**PROBLEM**.
Copy the items below word for word, omitting the pictures.

____________________

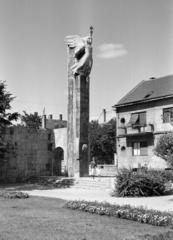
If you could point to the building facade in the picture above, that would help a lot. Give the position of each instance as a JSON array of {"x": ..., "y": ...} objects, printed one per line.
[{"x": 143, "y": 115}]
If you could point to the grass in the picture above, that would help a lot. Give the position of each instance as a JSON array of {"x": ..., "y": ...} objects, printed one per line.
[{"x": 47, "y": 219}]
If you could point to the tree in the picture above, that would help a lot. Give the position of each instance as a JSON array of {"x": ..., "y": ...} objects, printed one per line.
[
  {"x": 103, "y": 141},
  {"x": 6, "y": 117},
  {"x": 164, "y": 148},
  {"x": 32, "y": 121}
]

____________________

**RESULT**.
If you could point to the building facade in the picture above, that would help a lot. Give the position of each instance as a JSON array of {"x": ..., "y": ...} objects, printed one per line.
[{"x": 143, "y": 115}]
If you could point to the grass in the picture above, that would help a lot. Give the position of each instance as a JSON array of {"x": ..., "y": ...} objects, printed one per line.
[{"x": 47, "y": 219}]
If you could point to the tree in the picture above, that would help a lot. Give the position of each instance as a JSON array of {"x": ..., "y": ...} objects, printed one per line.
[
  {"x": 103, "y": 141},
  {"x": 6, "y": 117},
  {"x": 164, "y": 148},
  {"x": 32, "y": 121}
]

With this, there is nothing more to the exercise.